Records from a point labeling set
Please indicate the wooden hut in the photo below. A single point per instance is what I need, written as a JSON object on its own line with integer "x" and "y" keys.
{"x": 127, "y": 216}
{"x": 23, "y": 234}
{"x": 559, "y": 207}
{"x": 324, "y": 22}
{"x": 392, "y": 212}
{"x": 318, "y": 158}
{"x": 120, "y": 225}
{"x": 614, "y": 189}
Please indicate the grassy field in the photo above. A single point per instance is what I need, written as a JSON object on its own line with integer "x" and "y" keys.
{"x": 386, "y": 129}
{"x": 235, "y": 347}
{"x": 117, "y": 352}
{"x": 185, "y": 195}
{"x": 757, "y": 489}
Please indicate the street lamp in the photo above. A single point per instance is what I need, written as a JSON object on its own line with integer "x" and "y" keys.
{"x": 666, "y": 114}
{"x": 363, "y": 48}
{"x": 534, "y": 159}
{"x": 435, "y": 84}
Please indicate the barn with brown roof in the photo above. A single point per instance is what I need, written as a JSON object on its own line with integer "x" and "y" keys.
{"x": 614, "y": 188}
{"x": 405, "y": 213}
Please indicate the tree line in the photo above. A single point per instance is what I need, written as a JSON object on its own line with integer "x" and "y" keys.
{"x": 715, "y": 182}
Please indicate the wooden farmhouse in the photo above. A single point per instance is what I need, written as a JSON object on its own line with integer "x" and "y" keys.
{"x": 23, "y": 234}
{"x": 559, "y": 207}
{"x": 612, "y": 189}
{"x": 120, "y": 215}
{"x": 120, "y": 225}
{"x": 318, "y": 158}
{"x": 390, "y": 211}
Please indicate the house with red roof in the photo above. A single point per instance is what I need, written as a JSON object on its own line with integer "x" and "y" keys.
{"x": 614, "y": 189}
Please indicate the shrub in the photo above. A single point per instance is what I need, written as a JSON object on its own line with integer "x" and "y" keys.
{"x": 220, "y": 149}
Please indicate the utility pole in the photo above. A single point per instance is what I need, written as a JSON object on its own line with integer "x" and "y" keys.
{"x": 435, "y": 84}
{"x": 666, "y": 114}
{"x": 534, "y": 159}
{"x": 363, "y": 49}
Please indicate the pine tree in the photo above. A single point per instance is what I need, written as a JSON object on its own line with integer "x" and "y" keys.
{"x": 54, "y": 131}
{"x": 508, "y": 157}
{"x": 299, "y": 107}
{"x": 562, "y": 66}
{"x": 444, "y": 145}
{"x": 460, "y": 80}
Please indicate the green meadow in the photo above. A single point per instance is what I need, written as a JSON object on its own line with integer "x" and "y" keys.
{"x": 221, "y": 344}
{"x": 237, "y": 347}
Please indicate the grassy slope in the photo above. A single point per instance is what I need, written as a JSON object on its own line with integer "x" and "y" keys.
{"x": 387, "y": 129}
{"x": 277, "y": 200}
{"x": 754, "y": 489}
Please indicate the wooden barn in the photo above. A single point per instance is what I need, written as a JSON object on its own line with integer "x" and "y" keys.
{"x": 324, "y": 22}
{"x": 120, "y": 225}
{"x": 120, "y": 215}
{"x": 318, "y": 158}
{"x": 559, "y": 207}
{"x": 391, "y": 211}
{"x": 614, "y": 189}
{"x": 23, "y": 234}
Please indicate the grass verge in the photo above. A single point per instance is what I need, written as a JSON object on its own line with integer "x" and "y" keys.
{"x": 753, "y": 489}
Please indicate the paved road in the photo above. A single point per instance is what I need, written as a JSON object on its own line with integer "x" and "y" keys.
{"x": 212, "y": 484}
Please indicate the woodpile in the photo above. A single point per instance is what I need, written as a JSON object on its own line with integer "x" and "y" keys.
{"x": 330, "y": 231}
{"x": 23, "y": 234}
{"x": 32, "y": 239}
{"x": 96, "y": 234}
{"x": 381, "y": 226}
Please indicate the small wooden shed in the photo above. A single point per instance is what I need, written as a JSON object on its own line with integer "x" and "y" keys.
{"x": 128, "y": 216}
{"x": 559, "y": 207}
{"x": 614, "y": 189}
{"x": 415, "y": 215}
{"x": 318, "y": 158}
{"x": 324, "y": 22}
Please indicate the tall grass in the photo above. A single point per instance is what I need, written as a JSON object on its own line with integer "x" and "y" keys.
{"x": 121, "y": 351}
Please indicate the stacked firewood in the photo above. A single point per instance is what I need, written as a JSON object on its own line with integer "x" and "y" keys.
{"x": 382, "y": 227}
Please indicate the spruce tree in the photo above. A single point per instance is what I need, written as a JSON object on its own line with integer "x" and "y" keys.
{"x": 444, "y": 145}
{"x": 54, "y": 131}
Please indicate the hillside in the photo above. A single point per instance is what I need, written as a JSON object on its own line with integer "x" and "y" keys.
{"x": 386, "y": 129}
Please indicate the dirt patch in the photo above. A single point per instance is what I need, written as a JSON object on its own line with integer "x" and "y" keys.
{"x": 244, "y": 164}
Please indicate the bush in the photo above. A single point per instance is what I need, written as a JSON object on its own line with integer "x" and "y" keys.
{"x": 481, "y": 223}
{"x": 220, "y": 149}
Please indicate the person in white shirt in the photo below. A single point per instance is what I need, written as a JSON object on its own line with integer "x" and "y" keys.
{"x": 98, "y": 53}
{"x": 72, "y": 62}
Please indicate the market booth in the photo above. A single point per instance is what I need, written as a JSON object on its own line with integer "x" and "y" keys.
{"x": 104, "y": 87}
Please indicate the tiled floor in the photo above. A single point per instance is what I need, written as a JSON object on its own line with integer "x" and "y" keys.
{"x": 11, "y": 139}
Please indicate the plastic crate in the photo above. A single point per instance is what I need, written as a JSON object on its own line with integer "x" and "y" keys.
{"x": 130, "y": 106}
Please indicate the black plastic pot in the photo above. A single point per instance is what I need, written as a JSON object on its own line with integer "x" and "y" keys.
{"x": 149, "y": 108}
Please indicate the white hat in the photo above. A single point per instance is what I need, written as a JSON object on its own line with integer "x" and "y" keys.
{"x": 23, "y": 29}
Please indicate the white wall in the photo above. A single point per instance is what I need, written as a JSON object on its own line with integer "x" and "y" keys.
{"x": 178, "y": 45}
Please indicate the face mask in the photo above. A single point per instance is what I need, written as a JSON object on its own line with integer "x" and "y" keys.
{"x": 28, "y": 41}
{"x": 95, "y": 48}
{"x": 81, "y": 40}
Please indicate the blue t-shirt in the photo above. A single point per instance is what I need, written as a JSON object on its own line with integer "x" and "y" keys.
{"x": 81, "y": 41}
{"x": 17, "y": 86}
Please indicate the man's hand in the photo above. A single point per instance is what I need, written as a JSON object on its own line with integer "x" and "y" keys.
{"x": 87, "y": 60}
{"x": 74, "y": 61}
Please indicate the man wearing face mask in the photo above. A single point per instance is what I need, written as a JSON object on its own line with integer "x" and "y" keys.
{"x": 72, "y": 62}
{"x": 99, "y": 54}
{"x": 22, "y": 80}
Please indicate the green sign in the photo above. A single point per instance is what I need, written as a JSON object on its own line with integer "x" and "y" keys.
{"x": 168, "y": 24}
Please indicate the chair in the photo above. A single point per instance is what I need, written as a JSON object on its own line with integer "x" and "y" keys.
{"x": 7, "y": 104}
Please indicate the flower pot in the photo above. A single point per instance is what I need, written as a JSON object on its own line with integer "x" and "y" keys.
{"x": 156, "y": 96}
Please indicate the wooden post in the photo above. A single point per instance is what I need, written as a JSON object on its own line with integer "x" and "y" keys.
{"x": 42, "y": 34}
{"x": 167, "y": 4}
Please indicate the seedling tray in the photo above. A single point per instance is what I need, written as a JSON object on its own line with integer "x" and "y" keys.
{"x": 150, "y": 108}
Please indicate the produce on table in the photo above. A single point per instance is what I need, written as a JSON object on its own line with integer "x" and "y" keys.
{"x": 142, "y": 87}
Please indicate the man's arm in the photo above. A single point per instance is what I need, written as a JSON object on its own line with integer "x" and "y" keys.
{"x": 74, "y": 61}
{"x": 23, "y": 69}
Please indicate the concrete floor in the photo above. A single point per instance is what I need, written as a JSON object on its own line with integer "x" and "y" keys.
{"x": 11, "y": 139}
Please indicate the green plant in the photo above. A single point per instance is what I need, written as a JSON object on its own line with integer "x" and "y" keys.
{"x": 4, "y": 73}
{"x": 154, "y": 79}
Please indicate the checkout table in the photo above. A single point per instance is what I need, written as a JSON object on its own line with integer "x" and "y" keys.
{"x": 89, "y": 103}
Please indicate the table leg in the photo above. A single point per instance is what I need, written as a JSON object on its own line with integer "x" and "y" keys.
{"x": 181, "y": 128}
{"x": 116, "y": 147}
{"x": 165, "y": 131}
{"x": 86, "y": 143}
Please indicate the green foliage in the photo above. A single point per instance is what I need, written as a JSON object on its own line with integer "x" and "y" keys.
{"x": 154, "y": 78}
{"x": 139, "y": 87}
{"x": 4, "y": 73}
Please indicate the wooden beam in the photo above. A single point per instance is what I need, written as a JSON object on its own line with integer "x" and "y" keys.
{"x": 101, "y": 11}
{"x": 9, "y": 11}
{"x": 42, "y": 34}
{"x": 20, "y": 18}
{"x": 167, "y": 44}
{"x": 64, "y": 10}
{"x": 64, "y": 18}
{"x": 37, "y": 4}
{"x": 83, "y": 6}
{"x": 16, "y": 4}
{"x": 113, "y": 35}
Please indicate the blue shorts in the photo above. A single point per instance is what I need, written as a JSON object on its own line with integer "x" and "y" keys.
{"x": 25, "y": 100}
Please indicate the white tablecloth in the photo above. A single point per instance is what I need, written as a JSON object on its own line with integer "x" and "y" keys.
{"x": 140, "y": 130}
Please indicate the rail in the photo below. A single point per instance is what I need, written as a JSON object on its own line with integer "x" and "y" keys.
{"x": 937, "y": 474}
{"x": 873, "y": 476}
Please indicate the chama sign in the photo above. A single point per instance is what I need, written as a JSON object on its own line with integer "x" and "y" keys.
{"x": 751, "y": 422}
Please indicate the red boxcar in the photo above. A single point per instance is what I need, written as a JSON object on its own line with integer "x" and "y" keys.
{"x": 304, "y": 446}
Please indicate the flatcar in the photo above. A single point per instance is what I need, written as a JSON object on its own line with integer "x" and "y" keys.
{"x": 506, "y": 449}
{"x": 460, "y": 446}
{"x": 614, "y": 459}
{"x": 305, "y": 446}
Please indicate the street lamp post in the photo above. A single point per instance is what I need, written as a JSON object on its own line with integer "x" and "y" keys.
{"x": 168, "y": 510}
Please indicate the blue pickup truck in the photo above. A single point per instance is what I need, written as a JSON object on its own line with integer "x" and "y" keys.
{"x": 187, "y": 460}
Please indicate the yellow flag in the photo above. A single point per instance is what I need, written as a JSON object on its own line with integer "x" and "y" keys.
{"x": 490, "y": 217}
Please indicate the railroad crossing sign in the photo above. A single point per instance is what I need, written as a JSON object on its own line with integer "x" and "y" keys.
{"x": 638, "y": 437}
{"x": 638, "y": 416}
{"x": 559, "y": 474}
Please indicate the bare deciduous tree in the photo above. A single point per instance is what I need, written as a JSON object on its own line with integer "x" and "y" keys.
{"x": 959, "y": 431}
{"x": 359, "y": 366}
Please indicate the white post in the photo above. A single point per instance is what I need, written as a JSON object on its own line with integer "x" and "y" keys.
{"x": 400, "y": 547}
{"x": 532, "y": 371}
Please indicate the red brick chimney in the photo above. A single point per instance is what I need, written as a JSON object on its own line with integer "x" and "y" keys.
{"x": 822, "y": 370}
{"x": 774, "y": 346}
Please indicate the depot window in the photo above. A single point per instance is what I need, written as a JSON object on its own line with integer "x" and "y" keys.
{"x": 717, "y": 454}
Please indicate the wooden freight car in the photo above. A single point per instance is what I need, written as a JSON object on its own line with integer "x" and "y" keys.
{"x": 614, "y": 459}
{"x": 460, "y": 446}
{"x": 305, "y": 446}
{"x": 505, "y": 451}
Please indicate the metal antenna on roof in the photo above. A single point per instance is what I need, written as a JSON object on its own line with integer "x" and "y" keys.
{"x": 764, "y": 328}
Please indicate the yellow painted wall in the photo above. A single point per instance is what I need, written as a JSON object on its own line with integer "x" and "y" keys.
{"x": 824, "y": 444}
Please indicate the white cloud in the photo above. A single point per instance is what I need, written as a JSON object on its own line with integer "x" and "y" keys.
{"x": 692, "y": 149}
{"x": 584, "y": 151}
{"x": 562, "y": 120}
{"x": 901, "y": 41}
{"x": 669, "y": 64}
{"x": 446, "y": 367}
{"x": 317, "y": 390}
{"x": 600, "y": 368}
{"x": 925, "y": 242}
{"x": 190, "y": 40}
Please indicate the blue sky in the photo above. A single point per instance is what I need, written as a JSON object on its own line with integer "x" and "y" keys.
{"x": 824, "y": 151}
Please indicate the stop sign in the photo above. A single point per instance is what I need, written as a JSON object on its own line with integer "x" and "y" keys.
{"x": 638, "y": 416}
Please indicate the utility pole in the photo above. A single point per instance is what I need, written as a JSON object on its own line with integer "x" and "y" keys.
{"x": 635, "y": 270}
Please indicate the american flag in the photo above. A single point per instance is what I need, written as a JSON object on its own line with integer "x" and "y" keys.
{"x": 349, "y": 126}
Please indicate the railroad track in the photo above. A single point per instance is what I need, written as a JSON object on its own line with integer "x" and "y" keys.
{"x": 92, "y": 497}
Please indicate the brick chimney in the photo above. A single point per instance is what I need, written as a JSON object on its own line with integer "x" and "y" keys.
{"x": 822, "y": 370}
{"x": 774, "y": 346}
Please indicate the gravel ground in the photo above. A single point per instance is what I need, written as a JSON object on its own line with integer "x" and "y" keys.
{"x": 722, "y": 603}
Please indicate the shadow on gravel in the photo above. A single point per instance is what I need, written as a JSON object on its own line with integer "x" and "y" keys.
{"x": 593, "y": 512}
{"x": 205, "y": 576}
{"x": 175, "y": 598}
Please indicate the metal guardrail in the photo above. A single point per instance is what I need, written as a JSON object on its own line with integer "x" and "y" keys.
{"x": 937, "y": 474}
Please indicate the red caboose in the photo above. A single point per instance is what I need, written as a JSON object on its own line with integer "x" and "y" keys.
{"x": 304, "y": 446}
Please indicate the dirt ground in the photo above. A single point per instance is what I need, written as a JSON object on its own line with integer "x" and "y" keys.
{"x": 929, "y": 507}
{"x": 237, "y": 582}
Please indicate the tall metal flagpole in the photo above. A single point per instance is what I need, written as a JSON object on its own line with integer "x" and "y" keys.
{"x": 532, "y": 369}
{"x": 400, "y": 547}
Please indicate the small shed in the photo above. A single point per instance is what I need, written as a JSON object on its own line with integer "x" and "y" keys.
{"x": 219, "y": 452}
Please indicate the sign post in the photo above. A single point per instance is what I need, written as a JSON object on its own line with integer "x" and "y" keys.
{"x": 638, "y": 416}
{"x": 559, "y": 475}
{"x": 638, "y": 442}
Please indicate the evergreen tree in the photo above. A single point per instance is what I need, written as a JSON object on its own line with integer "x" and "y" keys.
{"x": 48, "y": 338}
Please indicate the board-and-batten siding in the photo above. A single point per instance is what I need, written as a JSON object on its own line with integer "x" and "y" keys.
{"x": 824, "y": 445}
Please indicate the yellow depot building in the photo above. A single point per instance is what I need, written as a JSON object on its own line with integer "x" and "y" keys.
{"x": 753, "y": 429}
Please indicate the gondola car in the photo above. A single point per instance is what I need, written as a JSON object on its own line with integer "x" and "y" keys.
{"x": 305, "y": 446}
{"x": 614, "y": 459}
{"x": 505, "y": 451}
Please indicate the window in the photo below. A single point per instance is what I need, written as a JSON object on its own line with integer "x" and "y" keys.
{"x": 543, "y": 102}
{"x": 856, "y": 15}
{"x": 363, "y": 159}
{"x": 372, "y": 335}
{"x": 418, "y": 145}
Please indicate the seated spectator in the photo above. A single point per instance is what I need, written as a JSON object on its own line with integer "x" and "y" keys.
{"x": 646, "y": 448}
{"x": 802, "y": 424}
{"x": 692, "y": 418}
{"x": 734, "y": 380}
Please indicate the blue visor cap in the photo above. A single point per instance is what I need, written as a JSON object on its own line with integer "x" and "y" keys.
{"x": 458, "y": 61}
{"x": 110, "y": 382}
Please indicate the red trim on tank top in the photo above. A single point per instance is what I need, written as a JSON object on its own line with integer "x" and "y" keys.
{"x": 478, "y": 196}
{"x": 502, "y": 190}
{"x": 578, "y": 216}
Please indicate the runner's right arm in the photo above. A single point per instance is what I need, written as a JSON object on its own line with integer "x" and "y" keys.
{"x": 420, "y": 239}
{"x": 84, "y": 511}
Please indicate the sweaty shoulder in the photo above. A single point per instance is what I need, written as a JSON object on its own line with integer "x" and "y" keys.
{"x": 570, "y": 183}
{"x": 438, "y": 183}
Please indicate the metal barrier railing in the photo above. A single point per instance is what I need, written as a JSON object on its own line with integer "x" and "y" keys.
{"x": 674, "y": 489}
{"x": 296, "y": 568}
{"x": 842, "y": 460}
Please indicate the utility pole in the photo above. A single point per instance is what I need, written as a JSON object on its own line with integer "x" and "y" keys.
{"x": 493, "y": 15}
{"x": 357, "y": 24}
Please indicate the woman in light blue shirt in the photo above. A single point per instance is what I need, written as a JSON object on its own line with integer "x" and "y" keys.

- Goal: Give the records as a Markdown table with the columns Row and Line, starting with the line that contains "Please indicate the red trim" and going on through the end of the records. Leave out blank lines.

- Solution to the problem:
| Row | Line |
|---|---|
| 1 | Please indicate the red trim on tank top in the photo above. A single point per instance is what I need, written as a JSON object on its own line with integer "x" and "y" keys. |
| 2 | {"x": 478, "y": 196} |
| 3 | {"x": 502, "y": 190} |
| 4 | {"x": 578, "y": 216} |
| 5 | Please indicate the runner's right arm in the photo above. A single point per instance is what I need, written as a JSON object on its own line with integer "x" and "y" keys. |
| 6 | {"x": 420, "y": 239} |
| 7 | {"x": 84, "y": 511} |
| 8 | Please indicate the sweaty shoulder in the photo above. A single point per instance is what I need, written as a JSON object on its own line with integer "x" and "y" keys. |
| 9 | {"x": 570, "y": 183} |
| 10 | {"x": 438, "y": 183} |
| 11 | Please indicate the metal barrier railing in the photo above. A single point per instance is what I need, written as a JSON object on its own line with integer "x" and "y" keys. |
| 12 | {"x": 674, "y": 489} |
| 13 | {"x": 296, "y": 568} |
| 14 | {"x": 842, "y": 460} |
| 15 | Please indicate the utility pole in the photo above. A single point per instance is what I need, written as a JSON object on its own line with integer "x" and "y" keys. |
| 16 | {"x": 493, "y": 15} |
| 17 | {"x": 357, "y": 24} |
| 18 | Please indicate the woman in light blue shirt in the photo above. A single point per instance is what I need, written as a JSON object on its own line with integer "x" and "y" keys. |